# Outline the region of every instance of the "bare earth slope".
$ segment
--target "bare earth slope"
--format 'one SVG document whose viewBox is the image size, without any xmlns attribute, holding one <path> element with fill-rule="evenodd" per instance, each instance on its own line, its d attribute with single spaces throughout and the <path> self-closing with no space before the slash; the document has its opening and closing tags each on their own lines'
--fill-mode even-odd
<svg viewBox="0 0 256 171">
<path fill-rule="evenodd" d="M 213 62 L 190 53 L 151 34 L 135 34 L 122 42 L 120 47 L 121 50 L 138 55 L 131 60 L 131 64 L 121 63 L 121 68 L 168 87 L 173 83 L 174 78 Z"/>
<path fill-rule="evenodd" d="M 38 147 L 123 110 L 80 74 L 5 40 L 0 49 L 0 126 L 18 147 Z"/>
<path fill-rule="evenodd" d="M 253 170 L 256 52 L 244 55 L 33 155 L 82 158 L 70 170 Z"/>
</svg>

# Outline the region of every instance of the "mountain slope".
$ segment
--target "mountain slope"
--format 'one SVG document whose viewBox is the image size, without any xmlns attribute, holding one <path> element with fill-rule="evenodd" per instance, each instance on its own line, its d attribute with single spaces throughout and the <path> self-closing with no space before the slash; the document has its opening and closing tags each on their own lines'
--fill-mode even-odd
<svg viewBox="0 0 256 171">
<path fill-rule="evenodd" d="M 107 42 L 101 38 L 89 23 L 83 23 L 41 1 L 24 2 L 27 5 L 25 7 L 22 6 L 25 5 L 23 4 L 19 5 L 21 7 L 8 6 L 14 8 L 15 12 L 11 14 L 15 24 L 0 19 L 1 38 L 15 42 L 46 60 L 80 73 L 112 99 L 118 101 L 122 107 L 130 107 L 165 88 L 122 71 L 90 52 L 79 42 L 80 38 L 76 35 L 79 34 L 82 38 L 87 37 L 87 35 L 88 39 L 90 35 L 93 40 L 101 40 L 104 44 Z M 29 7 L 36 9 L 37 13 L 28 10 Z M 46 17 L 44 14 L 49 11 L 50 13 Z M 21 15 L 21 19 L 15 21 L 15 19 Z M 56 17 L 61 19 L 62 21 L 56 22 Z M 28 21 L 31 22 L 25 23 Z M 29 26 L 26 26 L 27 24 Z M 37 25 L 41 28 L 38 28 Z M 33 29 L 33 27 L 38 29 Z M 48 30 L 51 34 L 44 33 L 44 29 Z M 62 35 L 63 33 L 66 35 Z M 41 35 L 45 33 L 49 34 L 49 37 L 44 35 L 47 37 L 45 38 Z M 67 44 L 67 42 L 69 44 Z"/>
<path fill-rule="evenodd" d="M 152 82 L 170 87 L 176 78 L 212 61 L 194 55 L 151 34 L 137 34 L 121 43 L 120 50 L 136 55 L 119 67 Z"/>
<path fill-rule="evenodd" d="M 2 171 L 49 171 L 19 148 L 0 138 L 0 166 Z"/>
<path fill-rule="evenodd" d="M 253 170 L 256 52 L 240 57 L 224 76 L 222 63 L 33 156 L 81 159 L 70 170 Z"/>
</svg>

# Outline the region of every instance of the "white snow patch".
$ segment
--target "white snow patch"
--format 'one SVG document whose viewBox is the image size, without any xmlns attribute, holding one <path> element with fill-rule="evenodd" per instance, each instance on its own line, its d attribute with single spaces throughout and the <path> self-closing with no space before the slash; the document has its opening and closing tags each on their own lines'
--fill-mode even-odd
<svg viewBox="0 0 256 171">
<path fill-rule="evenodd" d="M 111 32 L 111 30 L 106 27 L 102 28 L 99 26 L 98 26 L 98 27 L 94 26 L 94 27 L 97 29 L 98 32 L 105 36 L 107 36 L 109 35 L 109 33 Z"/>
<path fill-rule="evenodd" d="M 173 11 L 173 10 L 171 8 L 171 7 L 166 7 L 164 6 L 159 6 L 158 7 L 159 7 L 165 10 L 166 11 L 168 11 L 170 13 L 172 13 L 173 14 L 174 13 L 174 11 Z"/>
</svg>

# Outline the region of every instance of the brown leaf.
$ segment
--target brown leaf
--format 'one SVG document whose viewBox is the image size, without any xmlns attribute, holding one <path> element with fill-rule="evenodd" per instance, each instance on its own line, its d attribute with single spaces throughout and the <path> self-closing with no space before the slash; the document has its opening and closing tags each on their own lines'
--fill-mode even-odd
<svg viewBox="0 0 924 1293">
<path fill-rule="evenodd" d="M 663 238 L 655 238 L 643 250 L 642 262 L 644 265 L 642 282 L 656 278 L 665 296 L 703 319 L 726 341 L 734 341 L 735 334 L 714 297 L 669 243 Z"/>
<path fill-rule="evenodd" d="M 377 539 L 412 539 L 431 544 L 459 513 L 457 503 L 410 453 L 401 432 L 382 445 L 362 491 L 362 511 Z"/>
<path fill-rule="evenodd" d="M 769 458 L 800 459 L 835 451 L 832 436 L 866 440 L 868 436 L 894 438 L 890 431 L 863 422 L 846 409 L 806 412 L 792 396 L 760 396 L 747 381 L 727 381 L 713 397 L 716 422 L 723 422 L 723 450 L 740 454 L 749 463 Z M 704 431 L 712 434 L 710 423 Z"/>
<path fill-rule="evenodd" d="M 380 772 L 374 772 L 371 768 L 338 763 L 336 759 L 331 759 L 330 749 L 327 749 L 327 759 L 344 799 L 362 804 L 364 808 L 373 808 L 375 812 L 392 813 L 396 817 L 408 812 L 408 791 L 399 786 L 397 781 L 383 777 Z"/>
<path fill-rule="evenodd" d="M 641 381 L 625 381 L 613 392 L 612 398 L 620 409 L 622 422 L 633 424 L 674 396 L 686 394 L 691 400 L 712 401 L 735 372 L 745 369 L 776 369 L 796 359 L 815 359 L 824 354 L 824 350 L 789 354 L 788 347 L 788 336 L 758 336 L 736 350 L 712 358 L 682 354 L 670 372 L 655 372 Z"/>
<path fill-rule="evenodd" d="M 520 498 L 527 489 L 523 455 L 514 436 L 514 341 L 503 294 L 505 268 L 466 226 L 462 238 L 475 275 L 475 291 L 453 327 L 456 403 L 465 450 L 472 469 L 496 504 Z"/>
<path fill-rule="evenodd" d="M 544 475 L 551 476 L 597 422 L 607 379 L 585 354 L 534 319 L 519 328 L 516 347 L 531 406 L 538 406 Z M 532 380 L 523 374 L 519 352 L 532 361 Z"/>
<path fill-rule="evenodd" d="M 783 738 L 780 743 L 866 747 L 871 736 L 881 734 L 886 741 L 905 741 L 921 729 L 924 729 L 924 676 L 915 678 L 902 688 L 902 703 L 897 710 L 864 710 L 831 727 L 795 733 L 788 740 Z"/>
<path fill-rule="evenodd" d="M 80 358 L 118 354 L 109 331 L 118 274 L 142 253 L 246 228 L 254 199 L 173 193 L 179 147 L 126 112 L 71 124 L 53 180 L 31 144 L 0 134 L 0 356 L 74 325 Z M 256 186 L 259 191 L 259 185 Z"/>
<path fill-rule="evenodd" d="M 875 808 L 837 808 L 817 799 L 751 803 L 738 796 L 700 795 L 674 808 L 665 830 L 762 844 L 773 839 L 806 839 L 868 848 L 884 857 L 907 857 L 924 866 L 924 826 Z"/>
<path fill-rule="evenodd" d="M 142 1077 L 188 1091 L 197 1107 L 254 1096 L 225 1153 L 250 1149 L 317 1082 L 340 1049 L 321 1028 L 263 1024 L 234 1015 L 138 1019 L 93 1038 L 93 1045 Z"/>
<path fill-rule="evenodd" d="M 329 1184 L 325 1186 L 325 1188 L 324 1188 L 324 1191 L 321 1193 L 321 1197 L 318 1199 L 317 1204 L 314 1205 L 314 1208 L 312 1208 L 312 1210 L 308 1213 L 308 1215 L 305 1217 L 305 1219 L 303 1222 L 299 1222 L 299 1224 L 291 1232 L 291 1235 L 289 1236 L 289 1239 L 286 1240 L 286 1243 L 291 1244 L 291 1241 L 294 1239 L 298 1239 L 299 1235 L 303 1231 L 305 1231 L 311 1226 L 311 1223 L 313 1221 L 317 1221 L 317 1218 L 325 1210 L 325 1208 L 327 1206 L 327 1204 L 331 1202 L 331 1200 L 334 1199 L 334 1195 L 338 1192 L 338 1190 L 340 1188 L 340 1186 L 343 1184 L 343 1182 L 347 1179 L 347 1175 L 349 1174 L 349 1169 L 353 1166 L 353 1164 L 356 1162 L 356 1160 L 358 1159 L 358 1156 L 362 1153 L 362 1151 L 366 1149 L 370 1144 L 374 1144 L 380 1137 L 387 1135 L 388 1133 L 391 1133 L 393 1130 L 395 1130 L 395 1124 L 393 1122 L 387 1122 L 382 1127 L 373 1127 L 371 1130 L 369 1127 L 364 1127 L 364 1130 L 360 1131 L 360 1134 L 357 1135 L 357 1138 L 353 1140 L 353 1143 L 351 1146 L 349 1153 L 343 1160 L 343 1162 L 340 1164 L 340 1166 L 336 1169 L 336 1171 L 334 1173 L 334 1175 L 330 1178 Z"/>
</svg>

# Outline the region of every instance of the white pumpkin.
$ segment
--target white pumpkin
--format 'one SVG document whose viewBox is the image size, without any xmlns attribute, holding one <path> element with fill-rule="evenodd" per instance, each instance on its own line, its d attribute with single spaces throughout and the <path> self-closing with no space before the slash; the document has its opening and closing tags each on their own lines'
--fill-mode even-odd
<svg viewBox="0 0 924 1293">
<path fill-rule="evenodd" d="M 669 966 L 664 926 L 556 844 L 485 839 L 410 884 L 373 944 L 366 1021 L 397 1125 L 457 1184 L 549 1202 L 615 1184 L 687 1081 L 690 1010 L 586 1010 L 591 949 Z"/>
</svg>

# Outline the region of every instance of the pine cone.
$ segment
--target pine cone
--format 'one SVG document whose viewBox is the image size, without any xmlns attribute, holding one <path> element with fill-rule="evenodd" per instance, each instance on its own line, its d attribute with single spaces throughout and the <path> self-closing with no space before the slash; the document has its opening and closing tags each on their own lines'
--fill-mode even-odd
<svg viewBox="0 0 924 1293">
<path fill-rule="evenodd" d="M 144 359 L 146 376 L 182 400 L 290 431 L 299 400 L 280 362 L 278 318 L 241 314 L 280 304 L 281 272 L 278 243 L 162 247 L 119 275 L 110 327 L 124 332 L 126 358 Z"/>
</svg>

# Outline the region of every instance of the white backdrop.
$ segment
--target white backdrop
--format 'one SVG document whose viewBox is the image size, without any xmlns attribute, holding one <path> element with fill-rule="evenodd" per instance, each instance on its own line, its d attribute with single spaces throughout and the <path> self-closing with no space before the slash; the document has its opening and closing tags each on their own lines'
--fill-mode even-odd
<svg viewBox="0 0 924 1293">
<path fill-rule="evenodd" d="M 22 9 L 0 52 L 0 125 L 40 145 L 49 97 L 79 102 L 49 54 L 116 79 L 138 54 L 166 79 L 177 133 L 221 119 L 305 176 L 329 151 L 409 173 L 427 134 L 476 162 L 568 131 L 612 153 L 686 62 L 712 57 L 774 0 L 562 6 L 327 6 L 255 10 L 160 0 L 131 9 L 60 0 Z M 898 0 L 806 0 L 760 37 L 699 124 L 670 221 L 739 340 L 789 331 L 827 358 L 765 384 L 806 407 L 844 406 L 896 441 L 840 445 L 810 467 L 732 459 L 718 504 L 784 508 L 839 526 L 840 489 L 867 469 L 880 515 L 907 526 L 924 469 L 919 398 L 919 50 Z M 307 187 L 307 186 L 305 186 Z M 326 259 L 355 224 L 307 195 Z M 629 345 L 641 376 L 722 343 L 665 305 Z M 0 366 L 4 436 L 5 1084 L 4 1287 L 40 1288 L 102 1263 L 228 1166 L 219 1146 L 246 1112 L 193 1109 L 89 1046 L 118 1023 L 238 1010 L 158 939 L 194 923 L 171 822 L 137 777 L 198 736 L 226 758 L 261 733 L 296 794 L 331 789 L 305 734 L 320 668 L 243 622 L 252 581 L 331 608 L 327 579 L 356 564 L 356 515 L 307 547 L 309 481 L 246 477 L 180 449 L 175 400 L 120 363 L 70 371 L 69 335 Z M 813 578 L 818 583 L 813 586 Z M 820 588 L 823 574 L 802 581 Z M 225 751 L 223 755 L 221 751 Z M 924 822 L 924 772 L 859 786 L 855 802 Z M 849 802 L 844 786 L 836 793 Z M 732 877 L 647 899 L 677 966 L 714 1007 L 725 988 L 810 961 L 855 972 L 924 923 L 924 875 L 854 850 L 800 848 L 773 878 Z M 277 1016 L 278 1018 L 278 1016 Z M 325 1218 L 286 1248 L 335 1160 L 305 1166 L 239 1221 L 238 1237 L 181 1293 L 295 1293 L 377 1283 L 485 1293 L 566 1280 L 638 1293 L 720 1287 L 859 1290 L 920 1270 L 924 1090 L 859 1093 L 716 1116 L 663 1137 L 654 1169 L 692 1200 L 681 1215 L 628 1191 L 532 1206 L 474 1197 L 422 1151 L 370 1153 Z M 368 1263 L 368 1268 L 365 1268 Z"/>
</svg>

STATED TASK:
Reproduce the lines of the material starting at the one containing "# Outline the region of every instance of the brown" and ending at the one containing "769 458 L 800", including both.

COMPLETE OUTPUT:
# Outline the region of every instance of the brown leaf.
$ segment
--target brown leaf
--format 'one SVG document whose viewBox is the image size, without any xmlns attribute, holding one <path> element with fill-rule="evenodd" per instance, each instance on its own line, its d attribute with single spaces throughout and the <path> self-closing with no space before the slash; the document has its opening and closing tags each on their own lines'
--fill-mode even-odd
<svg viewBox="0 0 924 1293">
<path fill-rule="evenodd" d="M 663 238 L 655 238 L 643 250 L 642 262 L 644 265 L 642 282 L 656 278 L 665 296 L 703 319 L 726 341 L 734 341 L 735 334 L 714 297 L 669 243 Z"/>
<path fill-rule="evenodd" d="M 377 539 L 412 539 L 431 544 L 459 513 L 457 503 L 410 453 L 401 432 L 382 445 L 362 491 L 362 511 Z"/>
<path fill-rule="evenodd" d="M 769 458 L 800 459 L 835 451 L 832 436 L 866 440 L 868 436 L 894 438 L 890 431 L 863 422 L 846 409 L 806 412 L 792 396 L 760 396 L 747 381 L 727 381 L 713 397 L 716 422 L 723 422 L 723 450 L 740 454 L 749 463 Z M 704 431 L 712 434 L 710 423 Z"/>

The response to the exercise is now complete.